■ **Task description**:
Copy out all of the records below word for word, leaving the pictures out of your answer.

════════

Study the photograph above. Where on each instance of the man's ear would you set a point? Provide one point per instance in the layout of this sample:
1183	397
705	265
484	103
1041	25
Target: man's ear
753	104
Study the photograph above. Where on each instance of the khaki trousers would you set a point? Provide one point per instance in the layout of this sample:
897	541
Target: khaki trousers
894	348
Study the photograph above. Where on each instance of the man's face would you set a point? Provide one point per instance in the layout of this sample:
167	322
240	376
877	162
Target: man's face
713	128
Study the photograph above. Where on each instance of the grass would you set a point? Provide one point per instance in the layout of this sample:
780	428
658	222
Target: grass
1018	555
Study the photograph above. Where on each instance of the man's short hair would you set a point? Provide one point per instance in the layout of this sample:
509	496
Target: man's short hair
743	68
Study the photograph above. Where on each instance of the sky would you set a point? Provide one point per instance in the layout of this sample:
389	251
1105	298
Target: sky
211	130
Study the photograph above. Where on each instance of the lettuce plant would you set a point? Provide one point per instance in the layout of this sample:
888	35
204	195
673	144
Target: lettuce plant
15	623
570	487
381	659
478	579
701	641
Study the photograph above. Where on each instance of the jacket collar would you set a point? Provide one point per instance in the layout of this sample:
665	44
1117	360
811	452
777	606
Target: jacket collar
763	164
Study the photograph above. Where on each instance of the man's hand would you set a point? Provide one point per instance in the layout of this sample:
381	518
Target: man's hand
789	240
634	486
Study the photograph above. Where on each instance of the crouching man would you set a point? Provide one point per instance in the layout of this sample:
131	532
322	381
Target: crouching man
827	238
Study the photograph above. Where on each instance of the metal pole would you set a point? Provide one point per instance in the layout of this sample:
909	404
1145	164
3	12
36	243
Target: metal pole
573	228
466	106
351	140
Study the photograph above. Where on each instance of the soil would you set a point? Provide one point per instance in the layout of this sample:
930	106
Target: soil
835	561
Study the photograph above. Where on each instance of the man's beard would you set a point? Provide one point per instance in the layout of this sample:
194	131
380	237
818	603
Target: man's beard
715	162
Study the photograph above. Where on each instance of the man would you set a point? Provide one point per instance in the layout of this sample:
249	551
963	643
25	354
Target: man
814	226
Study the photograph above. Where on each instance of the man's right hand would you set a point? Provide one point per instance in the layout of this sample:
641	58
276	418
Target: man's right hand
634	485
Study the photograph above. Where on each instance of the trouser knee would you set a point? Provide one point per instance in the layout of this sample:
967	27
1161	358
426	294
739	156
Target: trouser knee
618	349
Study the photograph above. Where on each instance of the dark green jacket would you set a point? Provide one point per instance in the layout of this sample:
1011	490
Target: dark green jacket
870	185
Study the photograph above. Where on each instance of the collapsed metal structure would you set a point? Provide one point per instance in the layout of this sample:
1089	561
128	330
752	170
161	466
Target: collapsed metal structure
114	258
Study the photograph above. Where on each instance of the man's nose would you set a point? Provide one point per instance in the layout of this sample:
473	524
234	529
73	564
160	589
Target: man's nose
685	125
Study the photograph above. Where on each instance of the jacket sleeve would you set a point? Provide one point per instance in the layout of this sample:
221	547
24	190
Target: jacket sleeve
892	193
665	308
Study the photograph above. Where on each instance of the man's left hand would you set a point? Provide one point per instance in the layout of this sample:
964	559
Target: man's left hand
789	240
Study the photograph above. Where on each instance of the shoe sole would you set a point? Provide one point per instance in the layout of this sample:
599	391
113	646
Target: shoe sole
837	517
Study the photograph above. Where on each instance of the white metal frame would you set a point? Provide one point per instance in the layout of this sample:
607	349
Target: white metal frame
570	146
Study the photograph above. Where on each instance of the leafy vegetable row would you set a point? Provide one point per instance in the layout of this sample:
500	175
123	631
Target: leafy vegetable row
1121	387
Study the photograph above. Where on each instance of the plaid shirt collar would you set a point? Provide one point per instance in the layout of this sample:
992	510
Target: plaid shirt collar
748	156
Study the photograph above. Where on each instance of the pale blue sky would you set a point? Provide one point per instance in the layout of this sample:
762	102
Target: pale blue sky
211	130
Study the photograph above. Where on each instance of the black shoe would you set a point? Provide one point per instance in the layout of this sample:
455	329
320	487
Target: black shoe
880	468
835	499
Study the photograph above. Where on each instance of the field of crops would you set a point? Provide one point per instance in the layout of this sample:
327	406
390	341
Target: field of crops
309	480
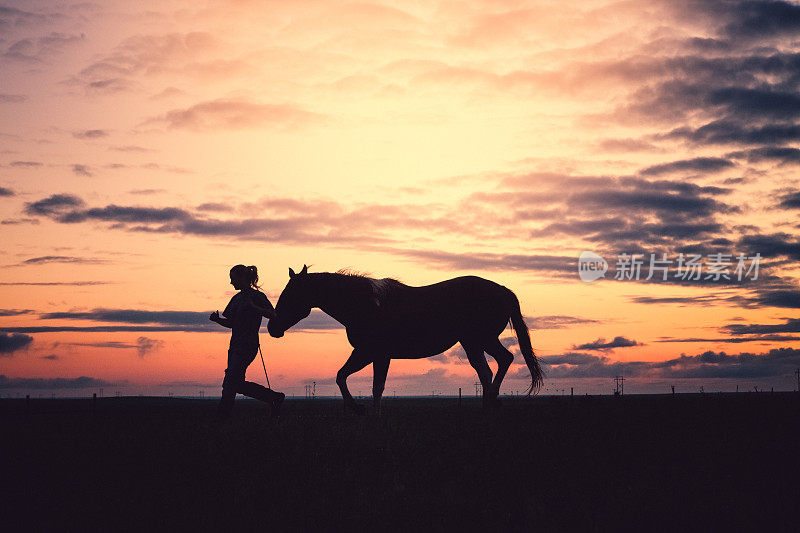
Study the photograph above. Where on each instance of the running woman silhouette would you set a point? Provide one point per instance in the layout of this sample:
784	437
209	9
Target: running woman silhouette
243	315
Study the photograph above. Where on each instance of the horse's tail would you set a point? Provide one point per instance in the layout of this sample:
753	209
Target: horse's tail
524	340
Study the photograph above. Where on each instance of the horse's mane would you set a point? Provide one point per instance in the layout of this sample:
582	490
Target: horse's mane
380	288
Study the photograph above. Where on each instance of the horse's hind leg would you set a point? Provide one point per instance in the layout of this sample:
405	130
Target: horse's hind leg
503	357
478	361
357	360
380	367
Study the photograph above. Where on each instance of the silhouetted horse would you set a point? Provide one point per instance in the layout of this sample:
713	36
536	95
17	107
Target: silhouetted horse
386	320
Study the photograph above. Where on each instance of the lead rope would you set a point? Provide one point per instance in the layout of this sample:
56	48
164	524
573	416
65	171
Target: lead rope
264	365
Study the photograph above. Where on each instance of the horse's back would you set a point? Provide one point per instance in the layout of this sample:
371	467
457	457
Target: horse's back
426	320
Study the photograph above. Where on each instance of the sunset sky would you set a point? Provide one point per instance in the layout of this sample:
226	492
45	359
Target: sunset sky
147	147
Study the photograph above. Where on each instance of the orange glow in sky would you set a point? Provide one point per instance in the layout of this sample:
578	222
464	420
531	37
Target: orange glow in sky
145	148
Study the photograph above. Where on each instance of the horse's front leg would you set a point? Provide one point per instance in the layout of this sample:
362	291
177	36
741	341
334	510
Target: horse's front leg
357	360
380	367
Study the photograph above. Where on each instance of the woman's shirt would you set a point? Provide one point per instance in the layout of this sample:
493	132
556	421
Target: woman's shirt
245	319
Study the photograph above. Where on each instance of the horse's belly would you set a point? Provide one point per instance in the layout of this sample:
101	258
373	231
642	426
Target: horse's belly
417	350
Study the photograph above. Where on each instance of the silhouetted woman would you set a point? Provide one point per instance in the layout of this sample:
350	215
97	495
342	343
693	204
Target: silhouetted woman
243	315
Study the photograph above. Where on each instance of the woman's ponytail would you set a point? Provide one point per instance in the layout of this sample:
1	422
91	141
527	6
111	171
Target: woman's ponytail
253	271
250	274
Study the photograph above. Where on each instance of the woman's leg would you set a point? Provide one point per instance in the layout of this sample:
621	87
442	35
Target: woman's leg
234	377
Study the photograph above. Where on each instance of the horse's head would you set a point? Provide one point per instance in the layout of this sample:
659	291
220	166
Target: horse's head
294	303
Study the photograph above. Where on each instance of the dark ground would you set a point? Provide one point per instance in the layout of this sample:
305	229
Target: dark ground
647	463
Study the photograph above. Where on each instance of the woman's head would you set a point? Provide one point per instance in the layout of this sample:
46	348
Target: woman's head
244	276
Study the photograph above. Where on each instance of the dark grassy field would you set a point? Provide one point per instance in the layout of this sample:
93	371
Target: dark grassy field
652	463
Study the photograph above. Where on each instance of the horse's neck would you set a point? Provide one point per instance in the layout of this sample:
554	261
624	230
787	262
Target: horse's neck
341	297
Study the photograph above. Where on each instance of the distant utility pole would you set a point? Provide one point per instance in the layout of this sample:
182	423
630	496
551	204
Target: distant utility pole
618	385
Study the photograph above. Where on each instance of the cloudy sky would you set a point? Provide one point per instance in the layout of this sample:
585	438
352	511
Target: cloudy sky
147	147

════════

■ **Result below**:
Study the photograph above. Where on each instance of the man's ear would you set a point? Provide one point per instance in the layout of this sample:
1183	397
705	265
484	103
1041	25
Target: man's ear
753	104
Study the photograph above. Where on each instance of the khaki trousers would you set a point? Provide one point per instance in the layout of this sample:
897	541
Target: khaki trousers
894	348
Study the photograph above. Where on each instance of the man's face would you set a point? Provide one point per instance in the layout of this sample:
167	322
240	376
877	162
Target: man's face
713	128
Study the photograph above. Where on each instance of the grass would you set a point? Provide one point per instance in the layout of this sample:
780	428
658	222
Target: grass
1018	555
Study the photograph above. Where on each instance of the man's short hair would you set a point? Provide one point per instance in the layout of this sample:
509	496
Target: man's short hair
743	68
Study the photograph above. Where on each instance of the sky would you set a point? Provide one point per instance in the layout of this sample:
389	251
1105	298
Target: sky
211	130
Study the photograph above. Where on each instance of the lettuce plant would you set a point? Provide one point per instance in the layout of this sample:
888	35
204	195
673	144
Target: lettuce plant
15	623
570	487
381	659
478	579
701	641
Study the photograph above. Where on each instance of the jacket collar would you set a point? Provide one point per instance in the layout of this sample:
665	44
1117	360
811	452
777	606
Target: jacket collar
763	164
Study the photograph above. Where on each instance of the man's hand would you set a point? Provide one point per instance in the layout of this sample:
381	518
Target: man's hand
789	240
634	486
Study the photograph above. Where on each instance of the crouching man would you set a point? Provide one point per instance in the layout of this sample:
131	532
322	381
Target: crouching man
827	238
Study the photograph above. Where on each instance of the metal pole would you set a point? Provide one point per instance in the layout of this sample:
909	404
1145	164
3	12
36	243
Target: metal pole
573	228
466	106
351	140
Study the photograph above. Where on each instance of the soil would you set a point? Provide one point per instance in the layout of this sample:
930	106
Target: soil
835	561
Study the photograph above. Where on each instance of the man's beard would you set a point? Provide one point per instance in the layout of this sample:
194	131
380	237
818	603
Target: man's beard
715	162
Study the photograph above. Where on each instance of the man would you set a point? Provide one point per instance in the layout of this sample:
249	551
963	643
25	354
Target: man
814	226
Study the photograph above. Where on each instance of the man's right hand would you set a point? Provide one point per instance in the layout of this sample:
641	58
276	418
Target: man's right hand
634	485
Study the photograph above. Where on each instance of the trouser knee would you set a point? Provide one point per instance in the layout of this sample:
967	27
1161	358
426	294
739	156
Target: trouser knee
618	349
Study the photograph above. Where on each instance of the dark green jacket would you set a point? Provide one point per instance in the layout of this sample:
1011	490
Target: dark green jacket
870	185
Study the photograph above. Where on each instance of the collapsed metal structure would you set a point? Provide one point per instance in the layout of this sample:
1089	561
128	330
752	170
161	466
Target: collapsed metal structure
114	258
Study the photograph above. Where on each instance of the man's nose would you set a point? Provide one point per instance in the layout of this sample:
473	524
234	529
73	564
160	589
Target: man's nose
685	125
Study the photograph above. Where on each instance of the jacket sleeve would you set a point? Provide one point per instance in the layout of this sample:
221	547
24	190
Target: jacket sleeve
892	193
665	308
Study the photograph above. Where on each instance of the man's left hand would you set a point? Provide one point per instance in the layout of this sample:
964	559
Target: man's left hand
789	240
Study the photograph above. Where on each instance of the shoe sole would you set a point? Provide one point per instance in the layout of this sample:
599	391
113	646
Target: shoe sole
837	517
Study the photograph above. Where on each instance of the white metal frame would you set a point? Provide one point per instance in the layout of this sample:
607	349
Target: white metal frame
570	146
Study the photograph above. Where on each instance of the leafy vegetable row would you set a point? Provide one point per instance in the layout of this sample:
500	175
123	631
Target: leafy vegetable row
1121	387
Study the photograph above. Where on each instance of the plaid shirt collar would you set a point? Provide one point per instance in the layout of this sample:
992	510
Target: plaid shirt collar
748	156
Study the photograph above. Where on each instance of the pale blue sky would you set a point? Provide one point per instance in the layout of this sample:
762	102
Target: pale blue sky
211	130
Study the photograph above. Where on each instance of the black shoe would you set a point? Provide one point per instance in the layout of this sample:
455	329
320	487
Target: black shoe
880	468
835	499
Study the photograph above. Where on each instance of the field of crops would you set a point? Provide one point per instance in the layout of this sample:
327	406
390	341
Target: field of crops
309	480
Study the photograph above. Where on each instance of the running woman silhouette would you set a point? Provide one point per instance in the layout of this sample:
784	437
209	9
Target: running woman silhouette
243	315
Study the photograph above. Where on each instance of the horse's tail would you set a point? Provide one point per instance in the layout of this sample:
753	209
Target: horse's tail
524	340
Study the photograph above. Where on each instance of the horse's mane would you set a point? Provide one point per instance in the layout of this sample:
582	490
Target: horse's mane
380	288
Study the photograph above. Where on each instance of the horse's hind leg would you set a point? Provide one point per instance in the layout of this sample:
405	130
Target: horse's hind leg
503	357
478	361
357	360
380	367
Study the photograph above. Where on each instance of the silhouetted horse would you set a point? Provide one point per instance in the layout of this sample:
713	36
536	95
17	107
Target: silhouetted horse
386	320
Study the photograph above. Where on each instance of the lead rope would you set a point? Provide one point per instance in the layout of this sample:
56	48
164	524
573	416
65	171
Target: lead rope
264	365
Study the photograph above. Where on each instance of the horse's back would you set a point? Provide one point per instance in the layout of this sample:
371	467
457	457
Target: horse's back
426	320
Study the photograph above. Where on each instance of the sunset sky would you set a point? Provide one point per instance in the layout of this sample:
226	492
45	359
Target: sunset sky
147	147
Study the photograph above. Where on each instance of the orange glow in sky would you set a point? Provide one point per instance in the layout of this sample:
578	222
464	420
531	37
Target: orange glow in sky
145	148
Study the photograph above. Where on each instance of the horse's front leg would you set a point? Provide one point per instance in the layout of this sample:
362	291
177	36
741	341
334	510
Target: horse's front leg
357	360
380	367
Study the photograph above. Where on each instance of the woman's shirt would you set a point? Provide one point per instance in the layout of this sample:
493	132
556	421
Target: woman's shirt
245	319
Study the photograph above. Where on each instance of the horse's belly would you set a point? Provide one point per instance in the layout of this sample:
101	258
373	231
642	426
Target: horse's belly
417	350
Study the photograph above. Where on each instance of the silhouetted woman would you set a point? Provide one point per instance in the layout of this sample:
350	215
97	495
342	343
693	204
Target: silhouetted woman
243	315
Study the photograph above. Where on each instance of the woman's ponytail would you set a point? Provide one point per instance in the layout of this sample:
1	422
91	141
527	6
111	171
Target: woman's ponytail
253	271
250	274
Study the photograph above. Where on each instance of the woman's leg would you set a point? Provide one point per instance in the layout of this sample:
621	87
442	35
Target: woman's leg
234	377
Study the photograph above. Where on each instance of the horse's head would you set a point? Provide one point per instance in the layout of this sample:
659	291
220	166
Target: horse's head
294	303
Study the photograph above. Where on each instance of the dark ground would you set a point? Provide one point per instance in the layout of this sample:
305	229
Target: dark ground
647	463
Study the photograph above. Where on each instance of the woman's head would you set a point? Provide one point per instance in the layout of this sample:
46	348
Target: woman's head
244	276
Study the photograph above. Where on each instance of the dark grassy field would you set a point? Provide one point per instance in the layout of this sample:
93	371
Target: dark grassy field
652	463
Study the photograph above. Where on each instance of the horse's neck would you set a point? Provide one point per instance in the layout of this sample:
554	261
624	230
787	262
Target: horse's neck
341	297
Study the photograph above. Where on each instance of the distant utility pole would you set a point? Provide one point per instance in the layout of this sample:
182	423
630	496
551	204
Target: distant utility pole
618	385
Study the photograph above. Where on each instance of the cloudy sky would you set a point? Provide one point per instance in the layout of this sample:
585	438
352	511
Target: cloudy sky
147	147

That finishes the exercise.